> _DATASET RECORDS_:
========
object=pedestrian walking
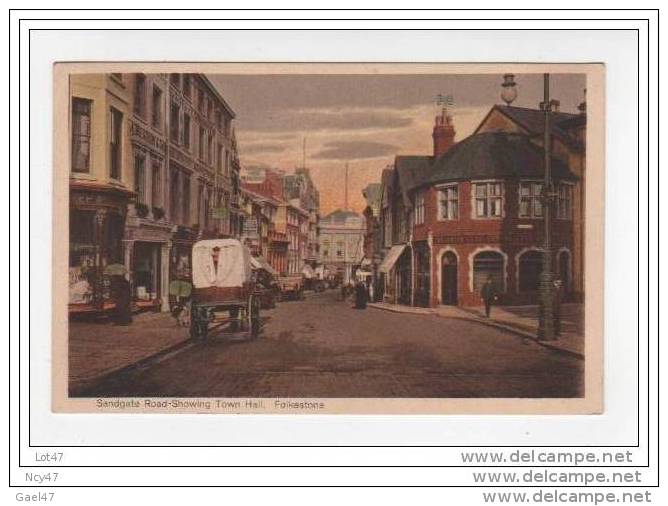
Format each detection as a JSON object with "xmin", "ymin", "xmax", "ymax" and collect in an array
[
  {"xmin": 480, "ymin": 276, "xmax": 498, "ymax": 318},
  {"xmin": 553, "ymin": 279, "xmax": 563, "ymax": 336},
  {"xmin": 111, "ymin": 274, "xmax": 132, "ymax": 326},
  {"xmin": 354, "ymin": 281, "xmax": 368, "ymax": 309}
]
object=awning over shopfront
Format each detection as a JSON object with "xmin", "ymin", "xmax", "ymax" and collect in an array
[
  {"xmin": 378, "ymin": 244, "xmax": 408, "ymax": 273},
  {"xmin": 250, "ymin": 255, "xmax": 278, "ymax": 276}
]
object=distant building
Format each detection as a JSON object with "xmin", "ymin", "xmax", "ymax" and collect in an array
[
  {"xmin": 241, "ymin": 169, "xmax": 288, "ymax": 274},
  {"xmin": 361, "ymin": 183, "xmax": 382, "ymax": 294},
  {"xmin": 319, "ymin": 210, "xmax": 366, "ymax": 284},
  {"xmin": 284, "ymin": 168, "xmax": 321, "ymax": 269},
  {"xmin": 242, "ymin": 167, "xmax": 321, "ymax": 278}
]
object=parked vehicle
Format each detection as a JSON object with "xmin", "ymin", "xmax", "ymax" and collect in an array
[
  {"xmin": 278, "ymin": 274, "xmax": 304, "ymax": 301},
  {"xmin": 189, "ymin": 239, "xmax": 261, "ymax": 340}
]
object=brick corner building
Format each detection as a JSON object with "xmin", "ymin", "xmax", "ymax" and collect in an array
[{"xmin": 375, "ymin": 100, "xmax": 585, "ymax": 308}]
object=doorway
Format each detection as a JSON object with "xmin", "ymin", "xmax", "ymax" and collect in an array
[
  {"xmin": 133, "ymin": 242, "xmax": 162, "ymax": 301},
  {"xmin": 441, "ymin": 251, "xmax": 458, "ymax": 305}
]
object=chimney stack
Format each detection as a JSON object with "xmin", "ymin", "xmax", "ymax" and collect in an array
[
  {"xmin": 578, "ymin": 88, "xmax": 587, "ymax": 115},
  {"xmin": 433, "ymin": 108, "xmax": 456, "ymax": 158}
]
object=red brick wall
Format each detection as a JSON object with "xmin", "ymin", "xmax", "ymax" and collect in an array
[{"xmin": 412, "ymin": 180, "xmax": 574, "ymax": 307}]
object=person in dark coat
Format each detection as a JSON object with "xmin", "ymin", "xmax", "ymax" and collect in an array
[
  {"xmin": 354, "ymin": 281, "xmax": 368, "ymax": 309},
  {"xmin": 111, "ymin": 275, "xmax": 133, "ymax": 325},
  {"xmin": 480, "ymin": 276, "xmax": 498, "ymax": 318},
  {"xmin": 553, "ymin": 279, "xmax": 563, "ymax": 336}
]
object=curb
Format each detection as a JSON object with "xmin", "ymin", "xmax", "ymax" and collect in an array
[
  {"xmin": 69, "ymin": 337, "xmax": 196, "ymax": 396},
  {"xmin": 368, "ymin": 303, "xmax": 584, "ymax": 360}
]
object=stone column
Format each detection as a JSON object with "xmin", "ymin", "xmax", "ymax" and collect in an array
[{"xmin": 160, "ymin": 241, "xmax": 172, "ymax": 312}]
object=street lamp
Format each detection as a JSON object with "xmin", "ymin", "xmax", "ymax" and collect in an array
[
  {"xmin": 538, "ymin": 73, "xmax": 557, "ymax": 341},
  {"xmin": 501, "ymin": 74, "xmax": 517, "ymax": 106}
]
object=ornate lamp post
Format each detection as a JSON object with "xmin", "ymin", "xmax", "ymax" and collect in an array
[
  {"xmin": 501, "ymin": 74, "xmax": 517, "ymax": 106},
  {"xmin": 538, "ymin": 73, "xmax": 557, "ymax": 341}
]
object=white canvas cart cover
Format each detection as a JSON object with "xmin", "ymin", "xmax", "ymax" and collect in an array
[
  {"xmin": 377, "ymin": 244, "xmax": 407, "ymax": 273},
  {"xmin": 250, "ymin": 255, "xmax": 278, "ymax": 276},
  {"xmin": 192, "ymin": 239, "xmax": 252, "ymax": 288},
  {"xmin": 302, "ymin": 264, "xmax": 315, "ymax": 279}
]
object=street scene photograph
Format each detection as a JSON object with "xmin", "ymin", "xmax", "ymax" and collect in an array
[{"xmin": 58, "ymin": 65, "xmax": 597, "ymax": 409}]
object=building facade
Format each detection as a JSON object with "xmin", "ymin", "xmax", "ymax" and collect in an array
[
  {"xmin": 68, "ymin": 73, "xmax": 241, "ymax": 314},
  {"xmin": 376, "ymin": 101, "xmax": 584, "ymax": 308},
  {"xmin": 69, "ymin": 74, "xmax": 135, "ymax": 311},
  {"xmin": 283, "ymin": 168, "xmax": 321, "ymax": 269},
  {"xmin": 318, "ymin": 210, "xmax": 366, "ymax": 285},
  {"xmin": 241, "ymin": 168, "xmax": 291, "ymax": 275}
]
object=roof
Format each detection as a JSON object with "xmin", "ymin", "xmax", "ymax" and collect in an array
[
  {"xmin": 322, "ymin": 209, "xmax": 362, "ymax": 223},
  {"xmin": 425, "ymin": 131, "xmax": 576, "ymax": 186},
  {"xmin": 395, "ymin": 155, "xmax": 432, "ymax": 206},
  {"xmin": 475, "ymin": 105, "xmax": 583, "ymax": 149},
  {"xmin": 200, "ymin": 75, "xmax": 236, "ymax": 118}
]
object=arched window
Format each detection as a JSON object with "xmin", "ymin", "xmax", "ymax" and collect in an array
[
  {"xmin": 473, "ymin": 251, "xmax": 504, "ymax": 293},
  {"xmin": 518, "ymin": 250, "xmax": 543, "ymax": 292}
]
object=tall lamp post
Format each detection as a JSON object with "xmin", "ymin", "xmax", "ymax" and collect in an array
[{"xmin": 538, "ymin": 73, "xmax": 556, "ymax": 341}]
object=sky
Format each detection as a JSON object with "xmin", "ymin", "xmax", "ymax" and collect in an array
[{"xmin": 209, "ymin": 73, "xmax": 586, "ymax": 215}]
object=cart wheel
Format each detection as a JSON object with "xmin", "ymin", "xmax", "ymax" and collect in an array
[{"xmin": 248, "ymin": 294, "xmax": 261, "ymax": 338}]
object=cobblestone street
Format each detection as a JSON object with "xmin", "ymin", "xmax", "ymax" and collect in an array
[{"xmin": 73, "ymin": 289, "xmax": 584, "ymax": 398}]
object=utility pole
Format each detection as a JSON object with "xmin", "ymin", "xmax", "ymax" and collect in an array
[{"xmin": 538, "ymin": 73, "xmax": 556, "ymax": 341}]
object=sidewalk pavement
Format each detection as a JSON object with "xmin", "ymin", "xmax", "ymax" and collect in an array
[
  {"xmin": 69, "ymin": 311, "xmax": 193, "ymax": 393},
  {"xmin": 368, "ymin": 302, "xmax": 584, "ymax": 359}
]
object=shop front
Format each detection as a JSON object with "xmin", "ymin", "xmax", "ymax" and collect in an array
[
  {"xmin": 69, "ymin": 181, "xmax": 132, "ymax": 315},
  {"xmin": 123, "ymin": 218, "xmax": 173, "ymax": 312}
]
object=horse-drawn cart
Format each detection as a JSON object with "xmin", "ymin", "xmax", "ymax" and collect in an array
[{"xmin": 189, "ymin": 239, "xmax": 261, "ymax": 340}]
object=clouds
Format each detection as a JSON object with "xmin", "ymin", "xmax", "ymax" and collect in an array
[
  {"xmin": 312, "ymin": 140, "xmax": 399, "ymax": 161},
  {"xmin": 210, "ymin": 72, "xmax": 586, "ymax": 213},
  {"xmin": 235, "ymin": 107, "xmax": 413, "ymax": 134},
  {"xmin": 241, "ymin": 142, "xmax": 288, "ymax": 154}
]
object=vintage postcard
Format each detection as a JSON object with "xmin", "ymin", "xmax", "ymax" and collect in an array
[{"xmin": 52, "ymin": 63, "xmax": 604, "ymax": 414}]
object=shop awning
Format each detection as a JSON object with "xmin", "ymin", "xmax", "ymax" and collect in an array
[
  {"xmin": 250, "ymin": 255, "xmax": 278, "ymax": 276},
  {"xmin": 377, "ymin": 244, "xmax": 408, "ymax": 273}
]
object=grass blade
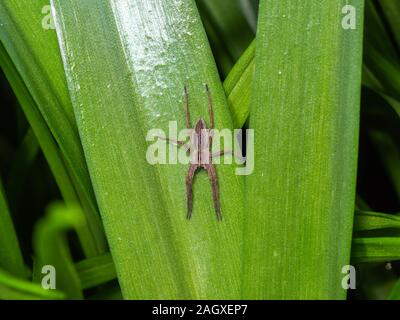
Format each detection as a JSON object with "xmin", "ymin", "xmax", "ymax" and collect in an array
[
  {"xmin": 52, "ymin": 0, "xmax": 244, "ymax": 299},
  {"xmin": 0, "ymin": 268, "xmax": 65, "ymax": 300},
  {"xmin": 0, "ymin": 176, "xmax": 25, "ymax": 278},
  {"xmin": 377, "ymin": 0, "xmax": 400, "ymax": 53},
  {"xmin": 0, "ymin": 0, "xmax": 107, "ymax": 256},
  {"xmin": 223, "ymin": 39, "xmax": 255, "ymax": 128},
  {"xmin": 33, "ymin": 203, "xmax": 86, "ymax": 299},
  {"xmin": 354, "ymin": 211, "xmax": 400, "ymax": 232},
  {"xmin": 352, "ymin": 237, "xmax": 400, "ymax": 263},
  {"xmin": 75, "ymin": 253, "xmax": 116, "ymax": 290},
  {"xmin": 242, "ymin": 0, "xmax": 364, "ymax": 299},
  {"xmin": 0, "ymin": 41, "xmax": 98, "ymax": 258},
  {"xmin": 196, "ymin": 0, "xmax": 254, "ymax": 76},
  {"xmin": 388, "ymin": 278, "xmax": 400, "ymax": 300}
]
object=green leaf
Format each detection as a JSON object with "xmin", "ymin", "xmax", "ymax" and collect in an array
========
> _WORK REQUIRED_: Working from the entries above, filter out every line that lacks "awning" and copy what remains.

> _ANSWER TO THE PROBLEM_:
object=awning over shopfront
object=shop awning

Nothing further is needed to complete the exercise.